**YOUR GOAL:**
Starting at the first line and ending at the last, output the data exactly.
:: RECORD SET
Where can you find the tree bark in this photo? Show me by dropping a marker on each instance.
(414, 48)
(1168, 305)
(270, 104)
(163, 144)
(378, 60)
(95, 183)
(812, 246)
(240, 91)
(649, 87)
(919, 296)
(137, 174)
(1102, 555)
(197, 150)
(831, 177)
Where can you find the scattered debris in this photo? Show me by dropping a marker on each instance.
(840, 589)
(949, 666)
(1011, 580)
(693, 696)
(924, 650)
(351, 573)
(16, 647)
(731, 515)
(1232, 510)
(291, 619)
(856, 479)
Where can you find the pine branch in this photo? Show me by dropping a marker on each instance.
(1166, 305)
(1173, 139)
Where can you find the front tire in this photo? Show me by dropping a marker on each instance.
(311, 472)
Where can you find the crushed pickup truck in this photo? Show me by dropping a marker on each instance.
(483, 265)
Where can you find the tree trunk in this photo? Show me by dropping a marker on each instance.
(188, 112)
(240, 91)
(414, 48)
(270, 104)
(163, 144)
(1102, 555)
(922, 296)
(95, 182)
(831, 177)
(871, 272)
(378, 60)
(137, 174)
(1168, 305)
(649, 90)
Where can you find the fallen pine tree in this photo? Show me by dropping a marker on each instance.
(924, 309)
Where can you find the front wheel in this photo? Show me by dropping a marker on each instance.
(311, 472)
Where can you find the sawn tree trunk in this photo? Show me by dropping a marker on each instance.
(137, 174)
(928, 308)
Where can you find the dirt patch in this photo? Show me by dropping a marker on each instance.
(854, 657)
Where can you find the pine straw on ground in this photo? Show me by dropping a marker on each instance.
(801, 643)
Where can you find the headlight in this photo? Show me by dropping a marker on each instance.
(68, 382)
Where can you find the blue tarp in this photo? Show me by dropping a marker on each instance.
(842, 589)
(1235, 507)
::::
**WRITTEN RESPONSE:**
Where can you find the tree bark in this photo? Show me by dropping a marker on each instance.
(414, 48)
(1168, 305)
(270, 104)
(163, 144)
(378, 60)
(95, 183)
(812, 246)
(240, 91)
(649, 87)
(919, 296)
(137, 174)
(1102, 555)
(197, 150)
(831, 177)
Where can you find the scattered debris in this photo? Show me by dropping a marker on each instance.
(840, 589)
(949, 666)
(1011, 580)
(693, 696)
(924, 650)
(351, 573)
(16, 647)
(731, 515)
(1232, 510)
(291, 619)
(856, 479)
Where can you find the pine branch in this photo? Show me by dropping a marker on each instance.
(1166, 305)
(1173, 139)
Where can you find the front tire in this photo? Show me by dropping a marker on each instance.
(311, 472)
Where can you find the crushed pickup truck in this photo? Show me by dropping a marker on each instance.
(483, 265)
Where can you find the tree trunk in this photo? Show me by dropping a marker on each instance.
(188, 112)
(240, 91)
(414, 48)
(270, 104)
(163, 144)
(1102, 555)
(922, 296)
(95, 182)
(831, 177)
(871, 272)
(378, 60)
(137, 174)
(1168, 305)
(649, 90)
Where can you find the fallen pine tree in this photo? Show me by dropping a marker on each instance.
(924, 309)
Where can you find the front wheel in this photo? Show me by dropping a marker on each instance.
(311, 472)
Where can you find the sawn tree trunk in this photo? Show me by dropping a marker on each instance.
(137, 174)
(928, 308)
Where can you find the dirt patch in this photo? Show me by dropping a marker on each instance.
(854, 657)
Where can you find the pine straw on ground in this photo? Show me by dropping a marker on each instance.
(801, 643)
Where can you find the headlight in this photo? Show me by dropping a marker on each instance.
(68, 382)
Where can you find the blue tarp in this photo? Show me by dropping a marker on each instance.
(842, 589)
(1235, 507)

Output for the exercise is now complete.